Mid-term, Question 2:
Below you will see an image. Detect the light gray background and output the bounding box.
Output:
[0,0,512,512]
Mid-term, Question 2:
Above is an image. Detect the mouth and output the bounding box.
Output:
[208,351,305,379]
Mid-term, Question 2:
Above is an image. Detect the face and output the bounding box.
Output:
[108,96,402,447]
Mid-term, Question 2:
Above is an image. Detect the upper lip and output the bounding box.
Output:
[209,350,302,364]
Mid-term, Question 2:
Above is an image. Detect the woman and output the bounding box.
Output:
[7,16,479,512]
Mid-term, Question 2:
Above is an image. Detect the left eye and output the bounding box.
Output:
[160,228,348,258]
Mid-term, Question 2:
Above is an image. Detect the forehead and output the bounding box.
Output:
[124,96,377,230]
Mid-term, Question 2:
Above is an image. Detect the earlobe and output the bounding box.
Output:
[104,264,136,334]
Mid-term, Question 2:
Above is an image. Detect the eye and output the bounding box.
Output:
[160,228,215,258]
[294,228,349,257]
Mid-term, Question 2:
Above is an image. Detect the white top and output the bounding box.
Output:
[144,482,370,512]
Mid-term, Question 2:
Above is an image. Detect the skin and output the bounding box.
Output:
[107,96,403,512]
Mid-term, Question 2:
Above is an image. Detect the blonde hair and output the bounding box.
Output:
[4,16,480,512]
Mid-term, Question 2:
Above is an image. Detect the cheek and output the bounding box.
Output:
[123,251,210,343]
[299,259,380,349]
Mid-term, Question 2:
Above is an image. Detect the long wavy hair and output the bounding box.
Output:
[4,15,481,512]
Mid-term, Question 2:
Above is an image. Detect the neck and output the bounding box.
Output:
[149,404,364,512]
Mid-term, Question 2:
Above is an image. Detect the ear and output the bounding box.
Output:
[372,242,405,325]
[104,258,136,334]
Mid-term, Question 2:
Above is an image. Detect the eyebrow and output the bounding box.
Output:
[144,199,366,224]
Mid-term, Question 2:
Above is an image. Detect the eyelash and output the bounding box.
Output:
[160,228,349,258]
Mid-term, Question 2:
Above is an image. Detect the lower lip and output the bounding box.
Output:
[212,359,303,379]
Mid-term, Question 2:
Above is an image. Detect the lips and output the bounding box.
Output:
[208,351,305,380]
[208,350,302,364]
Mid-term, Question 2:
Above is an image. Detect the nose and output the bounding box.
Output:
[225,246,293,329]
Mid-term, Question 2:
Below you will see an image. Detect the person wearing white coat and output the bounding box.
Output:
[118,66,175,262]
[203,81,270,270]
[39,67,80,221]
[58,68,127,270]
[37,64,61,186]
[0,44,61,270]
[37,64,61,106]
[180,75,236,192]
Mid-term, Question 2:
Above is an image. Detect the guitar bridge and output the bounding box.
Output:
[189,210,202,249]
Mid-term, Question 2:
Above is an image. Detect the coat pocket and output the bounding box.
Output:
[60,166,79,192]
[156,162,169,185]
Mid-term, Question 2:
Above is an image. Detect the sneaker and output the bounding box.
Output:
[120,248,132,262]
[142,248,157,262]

> _Written task_: Render every line of the data above as a Markdown table with two columns, Row for the line's number and Line for its text. Leave out any blank lines.

> _Correct response_:
| Row | Line |
|---|---|
| 1 | Mid-term, Question 2: |
| 2 | Below you will see an image. Detect the light gray background and output the bounding box. |
| 3 | Output: |
| 4 | [0,0,512,512] |
| 5 | Mid-term, Question 2: |
| 6 | Above is an image. Detect the mouth and output the bounding box. |
| 7 | Output: |
| 8 | [208,351,305,379] |
| 9 | Mid-term, Question 2: |
| 10 | Above is an image. Detect the face and output the bounding box. |
| 11 | Output: |
| 12 | [108,96,402,447] |
| 13 | Mid-term, Question 2: |
| 14 | Above is an image. Detect the upper lip and output the bounding box. |
| 15 | Output: |
| 16 | [209,350,302,364] |
| 17 | Mid-term, Question 2: |
| 18 | Above is an image. Detect the woman and output the bounding box. |
| 19 | Output: |
| 20 | [7,16,479,512] |
| 21 | Mid-term, Question 2: |
| 22 | Above is an image. Detect the left eye and output the bounding box. |
| 23 | Output: |
| 24 | [160,228,348,258] |
| 25 | Mid-term, Question 2: |
| 26 | Above is an image. Detect the forehead and output the bounding box. |
| 27 | Output: |
| 28 | [124,96,377,230] |
| 29 | Mid-term, Question 2: |
| 30 | Above is an image. Detect the earlobe and output the bounding box. |
| 31 | Output: |
| 32 | [104,264,136,334] |
| 33 | Mid-term, Question 2: |
| 34 | Above is an image. Detect the eye and output the bounding box. |
| 35 | Output: |
| 36 | [160,228,215,258] |
| 37 | [294,228,349,257] |
| 38 | Mid-term, Question 2: |
| 39 | Above is an image. Detect the white top and output the bounding box. |
| 40 | Output: |
| 41 | [144,482,370,512] |
| 42 | Mid-term, Question 2: |
| 43 | Above is an image. Detect the skin and output the bounding box. |
| 44 | Output: |
| 45 | [107,96,403,512] |
| 46 | Mid-term, Question 2: |
| 47 | Above is an image. Detect the blonde hair and output the bounding box. |
| 48 | Output: |
| 49 | [4,16,480,512] |
| 50 | Mid-term, Question 2: |
| 51 | Above is an image. Detect the cheek and output the bounding box. |
| 52 | Output: |
| 53 | [123,251,210,343] |
| 54 | [299,259,380,349] |
| 55 | Mid-term, Question 2: |
| 56 | Above is an image. Detect the long wavy hair and output the bounding box. |
| 57 | Output: |
| 58 | [4,15,481,512] |
| 59 | Mid-term, Question 2: |
| 60 | Above is an image. Detect the neck and output the bounding box. |
| 61 | Output: |
| 62 | [149,404,364,512] |
| 63 | Mid-term, Question 2: |
| 64 | Above is an image. Detect the ear and output the bounding box. |
| 65 | Output: |
| 66 | [372,242,405,325] |
| 67 | [104,258,136,334] |
| 68 | Mid-term, Question 2: |
| 69 | Above is an image. Detect the eyebrow and output the bounding box. |
| 70 | Output: |
| 71 | [144,199,366,224] |
| 72 | Mid-term, Question 2: |
| 73 | Above is an image. Detect the eyelash and output the bounding box. |
| 74 | Output: |
| 75 | [160,228,349,258] |
| 76 | Mid-term, Question 2: |
| 77 | Above is an image. Detect the lower lip and output the bounding box. |
| 78 | Output: |
| 79 | [212,359,303,379] |
| 80 | Mid-term, Question 2: |
| 81 | Above is an image. Detect the lips and output the bounding box. |
| 82 | Output: |
| 83 | [208,351,305,380] |
| 84 | [208,350,302,364] |
| 85 | Mid-term, Question 2: |
| 86 | Above is an image. Detect the nose and output the bounding box. |
| 87 | Output: |
| 88 | [225,246,293,329] |
| 89 | Mid-term, Question 2: |
| 90 | Below you will see an image. Detect the person wearing white coat and output the bounding box. |
| 91 | Output: |
| 92 | [118,66,175,262] |
| 93 | [203,81,270,270] |
| 94 | [39,67,80,221] |
| 95 | [58,68,127,270] |
| 96 | [37,64,61,186] |
| 97 | [0,44,61,270] |
| 98 | [37,64,61,106] |
| 99 | [180,75,236,192] |
| 100 | Mid-term, Question 2: |
| 101 | Above is an image. Detect the guitar bridge and output the bounding box. |
| 102 | Output: |
| 103 | [189,210,202,249] |
| 104 | Mid-term, Question 2: |
| 105 | Above is an image. Detect the coat pocket and output the bounding box. |
| 106 | Output: |
| 107 | [60,166,79,192] |
| 108 | [156,162,169,185] |
| 109 | Mid-term, Question 2: |
| 110 | Above is an image. Detect the sneaker and output the bounding box. |
| 111 | Output: |
| 112 | [120,248,132,262] |
| 113 | [142,248,157,262] |